▶ _Exercise_
Your answer should repeat the entries in full, exactly as given, with no pictures.

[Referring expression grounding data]
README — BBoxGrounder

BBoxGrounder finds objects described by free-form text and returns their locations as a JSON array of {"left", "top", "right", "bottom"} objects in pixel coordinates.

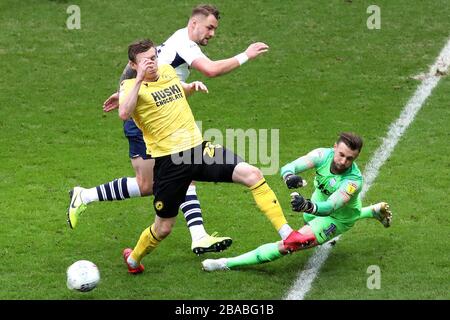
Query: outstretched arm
[
  {"left": 191, "top": 42, "right": 269, "bottom": 77},
  {"left": 280, "top": 148, "right": 327, "bottom": 189}
]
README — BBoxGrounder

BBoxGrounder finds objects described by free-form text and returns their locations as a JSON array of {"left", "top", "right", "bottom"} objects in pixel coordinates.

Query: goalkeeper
[{"left": 202, "top": 132, "right": 392, "bottom": 271}]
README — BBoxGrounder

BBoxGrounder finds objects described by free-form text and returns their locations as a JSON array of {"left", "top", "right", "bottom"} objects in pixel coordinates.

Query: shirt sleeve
[
  {"left": 280, "top": 148, "right": 328, "bottom": 178},
  {"left": 177, "top": 41, "right": 207, "bottom": 66},
  {"left": 313, "top": 179, "right": 362, "bottom": 216},
  {"left": 118, "top": 79, "right": 135, "bottom": 105}
]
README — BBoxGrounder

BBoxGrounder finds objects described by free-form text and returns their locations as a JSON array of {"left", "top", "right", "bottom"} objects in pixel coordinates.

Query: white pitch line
[{"left": 284, "top": 38, "right": 450, "bottom": 301}]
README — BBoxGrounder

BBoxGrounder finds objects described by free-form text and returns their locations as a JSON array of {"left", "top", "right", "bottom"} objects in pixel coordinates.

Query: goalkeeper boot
[
  {"left": 122, "top": 248, "right": 144, "bottom": 274},
  {"left": 67, "top": 186, "right": 87, "bottom": 229},
  {"left": 374, "top": 202, "right": 392, "bottom": 228},
  {"left": 201, "top": 258, "right": 229, "bottom": 272},
  {"left": 191, "top": 232, "right": 232, "bottom": 255}
]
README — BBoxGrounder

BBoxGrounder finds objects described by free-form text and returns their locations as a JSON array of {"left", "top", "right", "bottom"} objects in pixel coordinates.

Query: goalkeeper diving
[{"left": 202, "top": 132, "right": 392, "bottom": 271}]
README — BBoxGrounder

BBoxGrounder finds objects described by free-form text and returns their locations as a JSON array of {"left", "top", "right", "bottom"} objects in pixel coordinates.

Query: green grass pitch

▶ _Task answer_
README — BBoxGrounder

BBoxGrounder finds objects described by free-form text and returns their locations as a JSON array of {"left", "top", "right", "bottom"} objects in pixel coordinates.

Query: outstretched arm
[
  {"left": 191, "top": 42, "right": 269, "bottom": 77},
  {"left": 280, "top": 148, "right": 327, "bottom": 189}
]
README — BBoxGrounder

BBoxGrounder finds objects described by free-form text and returns their locations as a JSON array of {"left", "top", "right", "bottom"} objects in pixel coordinates.

Query: goalkeeper
[{"left": 202, "top": 132, "right": 392, "bottom": 271}]
README — BBoxGrounder

BBoxGrounder finds objects described by free-form text and returns their locations as a JSON array of {"left", "top", "right", "bottom"} objects in pixel coordinates.

Query: shirt sleeve
[
  {"left": 280, "top": 148, "right": 328, "bottom": 178},
  {"left": 177, "top": 41, "right": 207, "bottom": 66},
  {"left": 313, "top": 179, "right": 362, "bottom": 216},
  {"left": 118, "top": 79, "right": 135, "bottom": 105}
]
README — BBoxGrounder

BBoxGrounder finds objects described by free-form text and returns their locations as a JSON array of {"left", "top", "right", "bottom"} objects in pixel coordinates.

Query: white pitch line
[{"left": 284, "top": 38, "right": 450, "bottom": 301}]
README — BBoxGrounder

BBoxGrounder finds objects described by free-form text and returns their locations as a JSON array of {"left", "top", "right", "bottom"} objects in pixel coordinates.

Query: goalkeeper boot
[
  {"left": 122, "top": 248, "right": 144, "bottom": 274},
  {"left": 67, "top": 186, "right": 87, "bottom": 229},
  {"left": 374, "top": 202, "right": 392, "bottom": 228},
  {"left": 201, "top": 258, "right": 229, "bottom": 272},
  {"left": 191, "top": 232, "right": 232, "bottom": 255}
]
README — BBoxGrounder

BBoxGrounder finds objects described by free-form text and returns their locations as a JSON array of {"left", "top", "right", "bottom"} objects in pixel coordinates.

Query: goalkeeper diving
[{"left": 202, "top": 132, "right": 392, "bottom": 271}]
README — BBoxGrounder

BBoxGrounder finds objects described by free-form text and returns their locations as a JSON array of {"left", "top", "right", "bottom"} objects in pixel coordinates.

Query: green grass pitch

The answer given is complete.